BEGIN Provided passage
Veteran Clay Luthy and his service dog Charlotte both work at a Texas Lowe’s
After three deployments and multiple injuries to his knees, Clay Luthy had to retire from the Air Force. He needed a job back at home, but the disabled veteran also needed a position that would allow him to work alongside his service dog Charlotte. Thankfully a local Lowe’s had a position for the pair.
“We were interviewing people for his position. And he was one of the applicants. And so he showed up for the interview and he had Charlotte with him,” Jay Fellers, manager at Lowe’s, told CNN affiliate KRBC. Dressed in their matching vests, Clay and Charlotte now hit the floors of the hardware store in Abilene, Texas and help customers find what they need. They are quite popular with customers as Charlotte is known for her natural friendliness. Customer Judy Dechert Rose shared the picture of them below on her Facebook page. “I love Abilene Lowes, way to go,” she wrote. “This is a disabled vet who struggled to get a job because he needs his service dog! Lowes hired them BOTH!!”
While customers love Clay and Charlotte, the retired Air Force veteran is also thrilled to have a job again. He told reporters that he can’t stand sitting at home. They’ve been working part-time at Lowe’s for two months.
The pair has been together for 10 years and together they’re training another service dog. “Instead of medications, I have Charlotte,” Clay explained. Emotional support and service animals are a huge help for people with disabilities, including veterans – many of whom suffer from post-traumatic stress disorder.
END Provided passage
#### Task statement:
In the article about the veteran and his service dog, transcribe the stretch from "The pair has" through "post-traumatic stress disorder.". The data that follows has no connection to the article about Clay Luthy and Charlotte.
BEGIN Data to examine
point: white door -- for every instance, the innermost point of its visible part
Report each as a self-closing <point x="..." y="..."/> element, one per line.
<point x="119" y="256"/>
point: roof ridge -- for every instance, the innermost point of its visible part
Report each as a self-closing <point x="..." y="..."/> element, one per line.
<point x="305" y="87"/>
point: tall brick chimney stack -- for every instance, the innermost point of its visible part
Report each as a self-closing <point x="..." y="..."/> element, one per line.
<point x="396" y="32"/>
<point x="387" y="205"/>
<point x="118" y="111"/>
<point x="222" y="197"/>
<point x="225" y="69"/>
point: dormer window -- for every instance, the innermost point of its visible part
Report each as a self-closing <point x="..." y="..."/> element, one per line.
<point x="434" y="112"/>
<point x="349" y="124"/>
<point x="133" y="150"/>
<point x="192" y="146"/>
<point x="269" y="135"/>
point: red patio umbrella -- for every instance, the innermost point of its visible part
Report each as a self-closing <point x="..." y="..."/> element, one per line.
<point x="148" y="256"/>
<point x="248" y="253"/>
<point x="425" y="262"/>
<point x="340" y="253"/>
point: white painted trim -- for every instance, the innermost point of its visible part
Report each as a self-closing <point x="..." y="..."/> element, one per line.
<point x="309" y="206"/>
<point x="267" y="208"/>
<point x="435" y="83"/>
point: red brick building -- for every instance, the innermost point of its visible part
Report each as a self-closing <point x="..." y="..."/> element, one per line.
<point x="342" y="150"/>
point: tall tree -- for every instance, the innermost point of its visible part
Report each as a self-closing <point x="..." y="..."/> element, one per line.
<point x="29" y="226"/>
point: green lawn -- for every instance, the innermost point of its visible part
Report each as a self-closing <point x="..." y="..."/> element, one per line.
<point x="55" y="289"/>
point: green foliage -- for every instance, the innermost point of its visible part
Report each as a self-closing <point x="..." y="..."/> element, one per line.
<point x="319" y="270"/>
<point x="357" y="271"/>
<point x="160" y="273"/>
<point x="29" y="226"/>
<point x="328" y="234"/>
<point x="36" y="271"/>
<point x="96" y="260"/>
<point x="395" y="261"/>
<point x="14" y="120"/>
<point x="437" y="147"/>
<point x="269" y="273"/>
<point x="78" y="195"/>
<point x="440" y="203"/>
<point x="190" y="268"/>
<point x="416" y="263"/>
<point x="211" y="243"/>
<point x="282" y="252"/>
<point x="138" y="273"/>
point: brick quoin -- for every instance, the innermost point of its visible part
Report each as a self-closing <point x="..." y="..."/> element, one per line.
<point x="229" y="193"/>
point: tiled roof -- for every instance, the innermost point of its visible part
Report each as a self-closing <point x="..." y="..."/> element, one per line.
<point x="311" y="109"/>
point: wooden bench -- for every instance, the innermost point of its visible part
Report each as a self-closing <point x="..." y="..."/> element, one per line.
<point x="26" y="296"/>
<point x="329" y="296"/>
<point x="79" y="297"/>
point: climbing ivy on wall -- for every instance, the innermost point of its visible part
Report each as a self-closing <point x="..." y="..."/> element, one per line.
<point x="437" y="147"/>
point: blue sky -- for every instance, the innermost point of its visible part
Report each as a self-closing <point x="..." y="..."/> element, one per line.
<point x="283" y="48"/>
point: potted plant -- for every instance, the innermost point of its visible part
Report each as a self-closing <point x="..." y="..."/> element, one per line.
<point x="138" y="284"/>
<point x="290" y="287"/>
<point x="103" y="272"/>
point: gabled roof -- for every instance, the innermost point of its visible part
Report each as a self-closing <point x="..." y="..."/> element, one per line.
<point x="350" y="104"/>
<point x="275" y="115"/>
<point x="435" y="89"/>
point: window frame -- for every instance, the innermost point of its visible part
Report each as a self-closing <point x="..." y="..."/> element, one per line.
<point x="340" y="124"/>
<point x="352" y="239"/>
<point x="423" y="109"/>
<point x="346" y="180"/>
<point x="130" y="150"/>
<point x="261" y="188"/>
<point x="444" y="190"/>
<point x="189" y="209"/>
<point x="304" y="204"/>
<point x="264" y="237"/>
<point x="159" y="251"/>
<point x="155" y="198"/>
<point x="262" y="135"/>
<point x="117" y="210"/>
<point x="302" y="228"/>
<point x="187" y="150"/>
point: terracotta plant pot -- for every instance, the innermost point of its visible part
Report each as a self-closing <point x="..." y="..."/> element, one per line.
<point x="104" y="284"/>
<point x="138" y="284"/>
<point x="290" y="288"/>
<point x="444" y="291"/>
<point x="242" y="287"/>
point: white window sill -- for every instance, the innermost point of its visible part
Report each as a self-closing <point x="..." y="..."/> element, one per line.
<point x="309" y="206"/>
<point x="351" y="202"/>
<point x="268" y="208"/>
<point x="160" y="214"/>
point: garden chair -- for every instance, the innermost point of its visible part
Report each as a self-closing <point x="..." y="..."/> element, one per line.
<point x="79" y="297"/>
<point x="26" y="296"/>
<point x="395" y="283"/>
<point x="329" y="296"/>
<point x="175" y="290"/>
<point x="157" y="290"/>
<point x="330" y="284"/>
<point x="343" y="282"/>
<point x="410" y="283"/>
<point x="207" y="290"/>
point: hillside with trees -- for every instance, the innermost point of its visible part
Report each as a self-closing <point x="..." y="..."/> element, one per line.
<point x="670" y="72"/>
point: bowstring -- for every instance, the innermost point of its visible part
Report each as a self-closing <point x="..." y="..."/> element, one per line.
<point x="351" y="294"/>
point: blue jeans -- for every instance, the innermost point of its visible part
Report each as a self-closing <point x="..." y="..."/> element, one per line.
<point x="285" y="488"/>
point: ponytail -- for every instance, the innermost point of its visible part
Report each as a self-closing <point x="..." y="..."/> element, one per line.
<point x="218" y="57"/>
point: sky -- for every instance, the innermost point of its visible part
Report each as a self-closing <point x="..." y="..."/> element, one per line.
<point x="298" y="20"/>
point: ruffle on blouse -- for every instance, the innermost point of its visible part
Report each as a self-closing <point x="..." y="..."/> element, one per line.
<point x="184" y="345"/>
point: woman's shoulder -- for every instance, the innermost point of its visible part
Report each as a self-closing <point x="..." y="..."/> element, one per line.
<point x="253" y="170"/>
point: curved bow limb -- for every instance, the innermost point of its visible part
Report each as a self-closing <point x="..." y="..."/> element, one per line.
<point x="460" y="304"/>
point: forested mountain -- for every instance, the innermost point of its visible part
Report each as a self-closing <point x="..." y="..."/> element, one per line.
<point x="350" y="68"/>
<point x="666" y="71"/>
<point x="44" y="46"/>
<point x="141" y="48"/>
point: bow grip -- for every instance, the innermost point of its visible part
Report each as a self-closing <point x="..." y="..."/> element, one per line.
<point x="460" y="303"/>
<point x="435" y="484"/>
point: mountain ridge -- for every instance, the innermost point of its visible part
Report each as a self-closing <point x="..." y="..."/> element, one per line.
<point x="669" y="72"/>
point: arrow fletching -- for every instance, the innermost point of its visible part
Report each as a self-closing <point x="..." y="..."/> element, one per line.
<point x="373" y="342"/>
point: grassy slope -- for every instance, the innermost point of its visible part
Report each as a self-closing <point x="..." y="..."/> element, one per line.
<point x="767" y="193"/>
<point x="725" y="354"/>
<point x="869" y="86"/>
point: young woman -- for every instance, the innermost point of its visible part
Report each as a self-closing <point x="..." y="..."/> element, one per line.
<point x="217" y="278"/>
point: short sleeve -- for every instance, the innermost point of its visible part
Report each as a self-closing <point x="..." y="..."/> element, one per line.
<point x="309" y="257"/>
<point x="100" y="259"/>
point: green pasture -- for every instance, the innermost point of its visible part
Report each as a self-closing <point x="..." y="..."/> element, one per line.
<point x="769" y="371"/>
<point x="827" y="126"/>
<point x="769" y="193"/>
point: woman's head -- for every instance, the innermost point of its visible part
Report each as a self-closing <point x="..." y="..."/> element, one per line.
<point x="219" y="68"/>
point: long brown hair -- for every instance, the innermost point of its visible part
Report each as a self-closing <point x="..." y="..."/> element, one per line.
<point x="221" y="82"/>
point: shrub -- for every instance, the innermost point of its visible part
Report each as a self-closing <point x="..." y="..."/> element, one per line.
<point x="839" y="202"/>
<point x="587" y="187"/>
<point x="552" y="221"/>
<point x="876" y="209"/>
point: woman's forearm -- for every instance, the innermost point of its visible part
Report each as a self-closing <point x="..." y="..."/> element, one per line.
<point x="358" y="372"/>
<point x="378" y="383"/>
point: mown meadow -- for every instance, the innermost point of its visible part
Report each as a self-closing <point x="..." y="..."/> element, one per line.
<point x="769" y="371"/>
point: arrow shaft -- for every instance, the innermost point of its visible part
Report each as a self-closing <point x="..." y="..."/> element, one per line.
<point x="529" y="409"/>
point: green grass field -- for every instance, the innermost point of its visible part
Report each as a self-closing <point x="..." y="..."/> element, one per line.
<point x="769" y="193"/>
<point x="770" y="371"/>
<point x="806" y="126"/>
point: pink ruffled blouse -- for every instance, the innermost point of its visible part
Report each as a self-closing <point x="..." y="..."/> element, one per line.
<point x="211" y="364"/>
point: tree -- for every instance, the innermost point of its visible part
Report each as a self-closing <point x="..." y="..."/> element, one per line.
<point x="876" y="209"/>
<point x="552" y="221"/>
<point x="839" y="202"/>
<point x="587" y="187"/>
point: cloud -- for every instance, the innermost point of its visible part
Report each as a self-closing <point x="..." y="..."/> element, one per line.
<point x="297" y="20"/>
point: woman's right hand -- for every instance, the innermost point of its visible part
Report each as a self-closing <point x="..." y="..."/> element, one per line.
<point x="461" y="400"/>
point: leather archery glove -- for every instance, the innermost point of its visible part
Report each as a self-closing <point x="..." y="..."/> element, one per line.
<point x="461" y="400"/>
END Data to examine
BEGIN Data to examine
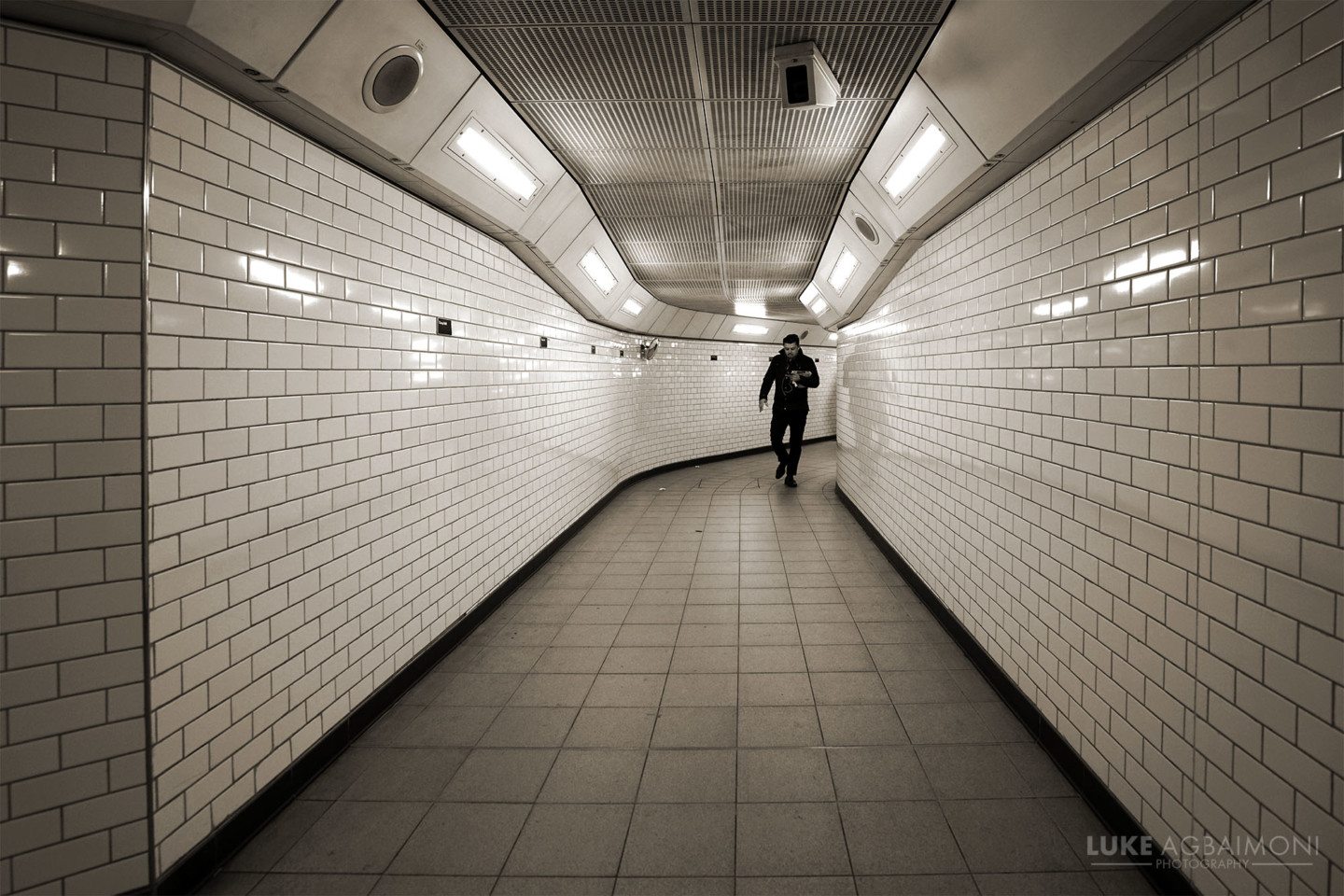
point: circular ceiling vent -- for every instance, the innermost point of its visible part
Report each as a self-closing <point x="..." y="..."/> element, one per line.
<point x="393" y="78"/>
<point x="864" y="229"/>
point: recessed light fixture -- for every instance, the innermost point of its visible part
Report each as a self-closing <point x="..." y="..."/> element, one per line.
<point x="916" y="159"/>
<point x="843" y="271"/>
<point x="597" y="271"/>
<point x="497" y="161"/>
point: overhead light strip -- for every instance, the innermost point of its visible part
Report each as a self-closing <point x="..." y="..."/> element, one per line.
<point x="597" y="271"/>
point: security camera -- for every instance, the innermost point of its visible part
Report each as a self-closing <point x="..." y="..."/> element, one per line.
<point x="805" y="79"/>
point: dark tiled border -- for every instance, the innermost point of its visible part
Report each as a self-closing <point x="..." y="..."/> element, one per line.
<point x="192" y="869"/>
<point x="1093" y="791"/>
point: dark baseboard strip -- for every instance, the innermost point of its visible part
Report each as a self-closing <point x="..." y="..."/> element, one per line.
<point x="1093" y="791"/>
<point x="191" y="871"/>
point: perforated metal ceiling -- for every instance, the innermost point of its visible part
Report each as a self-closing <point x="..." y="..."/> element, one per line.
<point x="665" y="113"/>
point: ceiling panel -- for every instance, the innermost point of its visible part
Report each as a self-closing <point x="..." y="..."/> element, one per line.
END Data to examine
#### Output for this exercise:
The pair has been together for 10 years and together they’re training another service dog. “Instead of medications, I have Charlotte,” Clay explained. Emotional support and service animals are a huge help for people with disabilities, including veterans – many of whom suffer from post-traumatic stress disorder.